Consigne 1: Remplacez « juridictions pénales » par « tribunaux répressifs » dans l'extrait sur la loi du 10 juillet 2000, puis recopiez tout le passage qui va de « La loi du 10 » jusqu'à « pénales à l’épreuve. ».

La loi du 10 juillet 2000, qui a allégé la responsabilité des auteurs indirects d’infractions d’imprudence par relèvement du seuil de la faute, met les juridictions pénales à l’épreuve.

En effet, la définition que le code pénal donne de la faute caractérisée ne brille pas par sa clarté. Cette imprécision affecte les décisions qui oscillent entre la sévérité et l’indulgence selon la lecture que les juges font de l’article 121-3 du code pénal. Ainsi, le tribunal de police d’Amiens et la cour d’appel de Mamouzdou Mayotte qui avaient à apprécier la responsabilité de deux maîtres nageurs dans des affaires de noyades, aboutissent à des solutions contraires dans des circonstances pourtant voisines.

1-L’étude de ces deux espèces peut donner l’impression qu’il y a deux poids deux mesures. Dans la première (TP Amiens, 9 mars 2016) le maître nageur, alerté par la disparition d’un enfant, s’était abstenu, à tort, de faire le tour du bassin ludique où la victime avait été retrouvée inanimée. Pour n’avoir pas approfondi ses recherches alors que la configuration du bassin l’imposait, il est jugé coupable d’une faute qualifiée en raison « du risque potentiel de noyade qu’il ne pouvait ignorer  ».  Dans la seconde espèce (CA Mamouzdou Mayotte, 10 septembre 2015), il était poursuivi pour avoir surveillé deux bassins en position assise, tout en consommant une boisson avec un ami, à l’opposé de l’endroit le plus dangereux du bassin pour les non-nageurs. Pourtant il est relaxé au motif que sa position lui permettait d’avoir une vue d’ensemble du grand bassin où s’était produite la noyade. Dans les deux cas, les victimes étaient des enfants : l’un âgé de cinq ans et l’autre de dix ans et demi. Les deux maitres nageurs qui n’avaient rien vu avaient été alertés par des baigneurs ayant retrouvé les deux victimes en arrêt cardio-respiratoire.

Consigne 2: Réécrivez en tableau Markdown les lignes des données fournies, de celle qui contient « Target: distant building » jusqu'à la dernière, avec une colonne « N° » pour le numéro et une colonne « Ligne » pour le texte. Sautez les lignes vides.

Données fournies:
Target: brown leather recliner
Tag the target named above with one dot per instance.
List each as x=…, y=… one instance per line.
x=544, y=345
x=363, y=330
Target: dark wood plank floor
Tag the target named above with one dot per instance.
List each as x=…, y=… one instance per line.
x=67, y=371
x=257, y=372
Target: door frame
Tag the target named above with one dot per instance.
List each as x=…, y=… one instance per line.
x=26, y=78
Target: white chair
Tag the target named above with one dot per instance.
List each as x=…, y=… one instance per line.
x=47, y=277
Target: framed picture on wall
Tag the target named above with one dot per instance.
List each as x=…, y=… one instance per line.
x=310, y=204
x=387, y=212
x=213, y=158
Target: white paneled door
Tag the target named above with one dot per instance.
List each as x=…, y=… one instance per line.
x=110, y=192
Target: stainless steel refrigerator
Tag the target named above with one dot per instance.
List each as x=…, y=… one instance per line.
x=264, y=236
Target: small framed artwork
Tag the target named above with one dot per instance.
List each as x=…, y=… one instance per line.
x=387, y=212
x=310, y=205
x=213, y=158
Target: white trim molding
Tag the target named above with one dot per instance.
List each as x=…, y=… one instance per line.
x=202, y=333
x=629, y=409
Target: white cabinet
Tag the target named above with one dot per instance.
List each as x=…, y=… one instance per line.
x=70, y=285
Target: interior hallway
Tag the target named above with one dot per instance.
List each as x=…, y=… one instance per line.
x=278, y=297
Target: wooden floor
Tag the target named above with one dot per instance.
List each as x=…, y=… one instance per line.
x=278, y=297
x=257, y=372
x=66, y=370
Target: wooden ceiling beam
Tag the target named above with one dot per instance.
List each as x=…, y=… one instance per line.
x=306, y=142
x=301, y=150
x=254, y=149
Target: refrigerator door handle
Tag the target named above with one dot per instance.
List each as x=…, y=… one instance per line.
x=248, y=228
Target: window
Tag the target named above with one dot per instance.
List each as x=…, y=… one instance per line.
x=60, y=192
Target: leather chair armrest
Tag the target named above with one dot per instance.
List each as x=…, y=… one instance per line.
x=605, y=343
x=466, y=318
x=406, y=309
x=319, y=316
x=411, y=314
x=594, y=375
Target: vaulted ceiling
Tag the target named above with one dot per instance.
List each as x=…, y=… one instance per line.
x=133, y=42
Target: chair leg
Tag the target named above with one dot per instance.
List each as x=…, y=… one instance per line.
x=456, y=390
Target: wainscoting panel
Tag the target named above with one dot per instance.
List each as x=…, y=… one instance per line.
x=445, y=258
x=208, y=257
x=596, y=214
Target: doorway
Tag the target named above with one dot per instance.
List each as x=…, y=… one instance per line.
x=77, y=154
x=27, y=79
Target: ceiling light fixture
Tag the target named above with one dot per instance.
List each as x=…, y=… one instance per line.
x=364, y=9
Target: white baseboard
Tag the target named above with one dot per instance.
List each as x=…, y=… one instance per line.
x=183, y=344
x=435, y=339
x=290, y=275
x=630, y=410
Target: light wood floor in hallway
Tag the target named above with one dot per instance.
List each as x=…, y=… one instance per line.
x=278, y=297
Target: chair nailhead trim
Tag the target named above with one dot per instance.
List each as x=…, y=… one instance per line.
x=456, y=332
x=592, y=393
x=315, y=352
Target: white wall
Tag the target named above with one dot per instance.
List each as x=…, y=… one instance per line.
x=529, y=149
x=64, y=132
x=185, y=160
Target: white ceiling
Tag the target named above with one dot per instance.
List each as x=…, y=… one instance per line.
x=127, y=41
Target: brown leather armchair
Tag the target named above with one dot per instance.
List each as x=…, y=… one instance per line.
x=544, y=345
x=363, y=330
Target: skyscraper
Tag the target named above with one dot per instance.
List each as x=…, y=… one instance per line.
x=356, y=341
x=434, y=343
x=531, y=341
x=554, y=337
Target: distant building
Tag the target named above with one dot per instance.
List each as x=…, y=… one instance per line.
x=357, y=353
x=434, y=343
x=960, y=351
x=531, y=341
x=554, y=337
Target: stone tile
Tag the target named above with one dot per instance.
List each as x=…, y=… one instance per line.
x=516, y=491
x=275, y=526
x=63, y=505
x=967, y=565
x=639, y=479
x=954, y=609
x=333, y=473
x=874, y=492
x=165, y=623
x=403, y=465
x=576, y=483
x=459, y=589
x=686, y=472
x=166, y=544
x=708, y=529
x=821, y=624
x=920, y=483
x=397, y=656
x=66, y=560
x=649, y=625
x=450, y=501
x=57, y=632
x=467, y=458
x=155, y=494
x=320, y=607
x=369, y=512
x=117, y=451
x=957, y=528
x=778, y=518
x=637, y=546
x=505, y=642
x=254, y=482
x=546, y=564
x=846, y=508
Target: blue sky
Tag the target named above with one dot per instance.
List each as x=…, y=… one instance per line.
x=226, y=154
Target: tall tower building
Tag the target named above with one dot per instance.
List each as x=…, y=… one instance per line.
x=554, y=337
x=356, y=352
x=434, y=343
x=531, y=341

Réponse 1:
La loi du 10 juillet 2000, qui a allégé la responsabilité des auteurs indirects d’infractions d’imprudence par relèvement du seuil de la faute, met les tribunaux répressifs à l’épreuve.

Réponse 2:
| N° | Ligne |
|---|---|
| 1 | Target: distant building |
| 2 | Tag the target named above with one dot per instance. |
| 3 | List each as x=…, y=… one instance per line. |
| 4 | x=357, y=353 |
| 5 | x=434, y=343 |
| 6 | x=960, y=351 |
| 7 | x=531, y=341 |
| 8 | x=554, y=337 |
| 9 | Target: stone tile |
| 10 | Tag the target named above with one dot per instance. |
| 11 | List each as x=…, y=… one instance per line. |
| 12 | x=516, y=491 |
| 13 | x=275, y=526 |
| 14 | x=63, y=505 |
| 15 | x=967, y=565 |
| 16 | x=639, y=479 |
| 17 | x=954, y=609 |
| 18 | x=333, y=473 |
| 19 | x=874, y=492 |
| 20 | x=165, y=623 |
| 21 | x=403, y=465 |
| 22 | x=576, y=483 |
| 23 | x=459, y=589 |
| 24 | x=686, y=472 |
| 25 | x=166, y=544 |
| 26 | x=708, y=529 |
| 27 | x=821, y=624 |
| 28 | x=920, y=483 |
| 29 | x=397, y=656 |
| 30 | x=66, y=560 |
| 31 | x=649, y=625 |
| 32 | x=450, y=501 |
| 33 | x=57, y=632 |
| 34 | x=467, y=458 |
| 35 | x=155, y=494 |
| 36 | x=320, y=607 |
| 37 | x=369, y=512 |
| 38 | x=117, y=451 |
| 39 | x=957, y=528 |
| 40 | x=778, y=518 |
| 41 | x=637, y=546 |
| 42 | x=505, y=642 |
| 43 | x=254, y=482 |
| 44 | x=546, y=564 |
| 45 | x=846, y=508 |
| 46 | Target: blue sky |
| 47 | Tag the target named above with one dot per instance. |
| 48 | List each as x=…, y=… one instance per line. |
| 49 | x=226, y=154 |
| 50 | Target: tall tower building |
| 51 | Tag the target named above with one dot per instance. |
| 52 | List each as x=…, y=… one instance per line. |
| 53 | x=554, y=337 |
| 54 | x=356, y=352 |
| 55 | x=434, y=343 |
| 56 | x=531, y=341 |